- _EXERCISE PROMPT_: Which lines of the rows below contain the string "query"? Copy each of them, treating uppercase and lowercase as different.

Excerpts of labeled region data
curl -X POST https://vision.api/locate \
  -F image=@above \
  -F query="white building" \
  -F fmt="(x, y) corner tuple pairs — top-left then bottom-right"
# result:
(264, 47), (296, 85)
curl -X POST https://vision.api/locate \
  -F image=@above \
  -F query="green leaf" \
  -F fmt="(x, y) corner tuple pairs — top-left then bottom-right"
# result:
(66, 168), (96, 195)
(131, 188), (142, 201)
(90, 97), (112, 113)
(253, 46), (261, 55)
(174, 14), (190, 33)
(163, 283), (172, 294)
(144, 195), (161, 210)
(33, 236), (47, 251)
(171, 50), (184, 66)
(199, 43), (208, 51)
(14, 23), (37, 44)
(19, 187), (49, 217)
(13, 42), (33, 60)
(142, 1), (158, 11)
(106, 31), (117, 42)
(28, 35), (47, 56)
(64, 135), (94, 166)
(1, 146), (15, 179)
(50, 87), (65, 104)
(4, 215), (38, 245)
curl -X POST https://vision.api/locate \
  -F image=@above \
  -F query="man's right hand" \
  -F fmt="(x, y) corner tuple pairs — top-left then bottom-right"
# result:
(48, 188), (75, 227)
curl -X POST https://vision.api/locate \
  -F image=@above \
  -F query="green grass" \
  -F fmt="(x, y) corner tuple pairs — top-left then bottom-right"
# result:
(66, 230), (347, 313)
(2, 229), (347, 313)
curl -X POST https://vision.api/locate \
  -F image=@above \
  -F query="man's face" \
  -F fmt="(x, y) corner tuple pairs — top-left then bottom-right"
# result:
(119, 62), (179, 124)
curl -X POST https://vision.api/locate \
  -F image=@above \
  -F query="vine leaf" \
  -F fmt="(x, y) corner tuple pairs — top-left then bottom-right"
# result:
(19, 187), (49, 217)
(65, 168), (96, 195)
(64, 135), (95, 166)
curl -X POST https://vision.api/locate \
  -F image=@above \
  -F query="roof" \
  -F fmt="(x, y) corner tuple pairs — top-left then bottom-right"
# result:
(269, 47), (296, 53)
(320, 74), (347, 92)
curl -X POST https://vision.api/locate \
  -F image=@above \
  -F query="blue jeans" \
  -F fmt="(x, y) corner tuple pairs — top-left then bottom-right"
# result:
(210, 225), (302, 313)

- _CORRECT RESULT_:
  -F query="white building" \
  -F query="green leaf" \
  -F query="man's right hand" \
  -F query="green grass" \
  -F query="man's face" \
  -F query="vine leaf" \
  -F query="roof" \
  -F query="blue jeans" \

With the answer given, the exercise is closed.